## STATED GOAL
Pull out every line below that contains the word "need". Case matters, so only count it when the capital and small letters match.

## DATA TO PROCESS

+++

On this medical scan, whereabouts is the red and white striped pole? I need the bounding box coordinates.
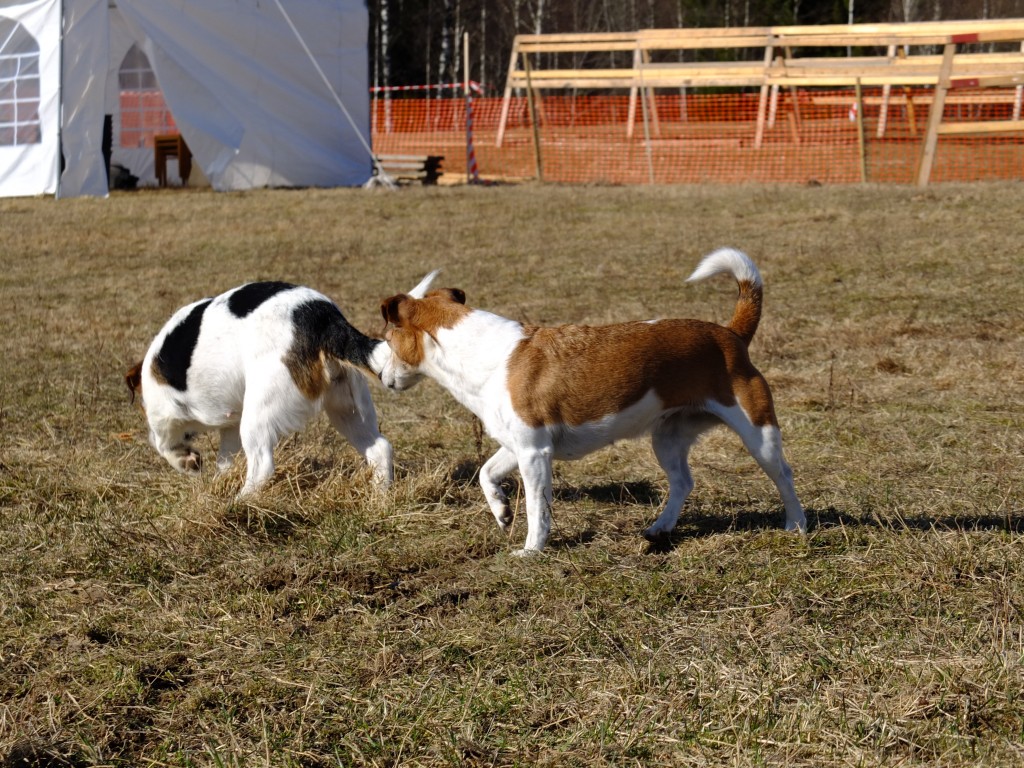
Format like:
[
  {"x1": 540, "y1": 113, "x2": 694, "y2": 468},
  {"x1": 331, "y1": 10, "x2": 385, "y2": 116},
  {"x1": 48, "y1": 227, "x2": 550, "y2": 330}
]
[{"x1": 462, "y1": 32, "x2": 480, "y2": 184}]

+++

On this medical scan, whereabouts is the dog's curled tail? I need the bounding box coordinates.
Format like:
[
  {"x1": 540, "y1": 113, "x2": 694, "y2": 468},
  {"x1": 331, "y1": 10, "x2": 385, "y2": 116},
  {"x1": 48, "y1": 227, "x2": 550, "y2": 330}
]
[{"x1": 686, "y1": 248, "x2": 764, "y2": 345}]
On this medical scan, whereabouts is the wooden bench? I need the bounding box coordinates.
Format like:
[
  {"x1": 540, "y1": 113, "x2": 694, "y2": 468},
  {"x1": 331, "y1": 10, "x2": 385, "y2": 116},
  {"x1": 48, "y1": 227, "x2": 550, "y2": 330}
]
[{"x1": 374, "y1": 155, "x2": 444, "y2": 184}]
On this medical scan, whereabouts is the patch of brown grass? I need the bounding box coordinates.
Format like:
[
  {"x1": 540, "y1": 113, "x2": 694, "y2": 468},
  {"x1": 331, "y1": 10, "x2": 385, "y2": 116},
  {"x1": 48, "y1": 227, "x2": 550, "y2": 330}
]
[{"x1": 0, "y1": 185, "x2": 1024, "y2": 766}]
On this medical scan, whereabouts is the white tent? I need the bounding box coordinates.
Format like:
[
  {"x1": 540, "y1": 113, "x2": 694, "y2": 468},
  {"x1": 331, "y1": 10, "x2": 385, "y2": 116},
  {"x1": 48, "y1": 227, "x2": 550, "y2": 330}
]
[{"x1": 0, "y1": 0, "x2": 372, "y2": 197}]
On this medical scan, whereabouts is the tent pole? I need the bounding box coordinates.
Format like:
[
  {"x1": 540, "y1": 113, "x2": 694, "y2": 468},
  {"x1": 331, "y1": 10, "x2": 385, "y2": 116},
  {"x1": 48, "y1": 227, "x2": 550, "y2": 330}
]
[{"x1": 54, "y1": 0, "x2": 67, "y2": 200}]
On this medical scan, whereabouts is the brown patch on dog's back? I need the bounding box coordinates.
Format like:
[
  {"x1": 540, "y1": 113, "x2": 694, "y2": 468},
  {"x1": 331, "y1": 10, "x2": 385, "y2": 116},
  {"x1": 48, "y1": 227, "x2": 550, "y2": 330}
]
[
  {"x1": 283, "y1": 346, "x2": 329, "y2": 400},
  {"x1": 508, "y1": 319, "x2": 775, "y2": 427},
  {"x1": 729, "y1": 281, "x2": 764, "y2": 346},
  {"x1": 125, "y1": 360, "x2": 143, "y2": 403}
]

+++

## ANSWER TO THE EXERCISE
On this medical scan, whereabouts is the red and white striped pole? I need the bounding box coordinates.
On this medical scan, whereabouts is the dog's curled tail? I need the bounding box coordinates.
On this medical scan, whereabouts is the wooden bench? I need the bounding box coordinates.
On this medical scan, whereabouts is the patch of brown grass? I need the bounding box coordinates.
On this medical scan, whereabouts is the white tent? I need the bounding box coordinates.
On this medical scan, whereabouts is the tent pole? I need the bounding box coordinates.
On this medical scan, whereabouts is the brown patch on dog's back? I need the bounding box coordinates.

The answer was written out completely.